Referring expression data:
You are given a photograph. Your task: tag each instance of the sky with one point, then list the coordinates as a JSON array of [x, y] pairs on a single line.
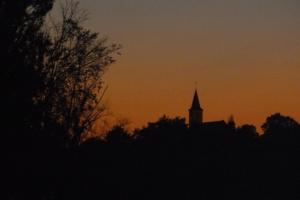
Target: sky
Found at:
[[243, 54]]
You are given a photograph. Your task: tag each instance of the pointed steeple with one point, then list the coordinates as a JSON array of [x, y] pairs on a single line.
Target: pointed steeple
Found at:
[[196, 103], [195, 112]]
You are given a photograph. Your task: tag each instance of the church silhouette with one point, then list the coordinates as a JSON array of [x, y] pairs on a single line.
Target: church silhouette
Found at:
[[196, 117]]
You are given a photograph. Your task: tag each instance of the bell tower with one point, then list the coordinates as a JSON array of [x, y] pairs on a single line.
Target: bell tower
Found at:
[[195, 112]]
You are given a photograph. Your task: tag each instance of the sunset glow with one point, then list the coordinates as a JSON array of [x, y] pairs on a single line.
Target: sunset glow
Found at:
[[243, 54]]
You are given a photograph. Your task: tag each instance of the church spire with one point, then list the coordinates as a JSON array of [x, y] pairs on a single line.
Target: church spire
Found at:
[[196, 103], [195, 112]]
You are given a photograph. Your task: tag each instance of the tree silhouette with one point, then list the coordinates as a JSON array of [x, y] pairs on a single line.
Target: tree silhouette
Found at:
[[73, 68], [280, 124]]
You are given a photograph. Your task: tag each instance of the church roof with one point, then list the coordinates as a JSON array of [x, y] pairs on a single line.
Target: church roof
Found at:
[[196, 103]]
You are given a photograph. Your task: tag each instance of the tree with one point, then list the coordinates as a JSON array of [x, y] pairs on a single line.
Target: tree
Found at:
[[22, 49], [248, 131], [73, 69], [277, 124]]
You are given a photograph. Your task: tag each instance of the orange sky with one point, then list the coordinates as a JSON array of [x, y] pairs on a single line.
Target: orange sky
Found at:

TASK DESCRIPTION >> Return only those lines of the records that contain the string "pointed".

EXERCISE ANSWER >>
You are given a photograph. Your task: tag each instance of the pointed steeple with one point, then list the coordinates as a JSON array of [x, y] pairs on a single line.
Target: pointed steeple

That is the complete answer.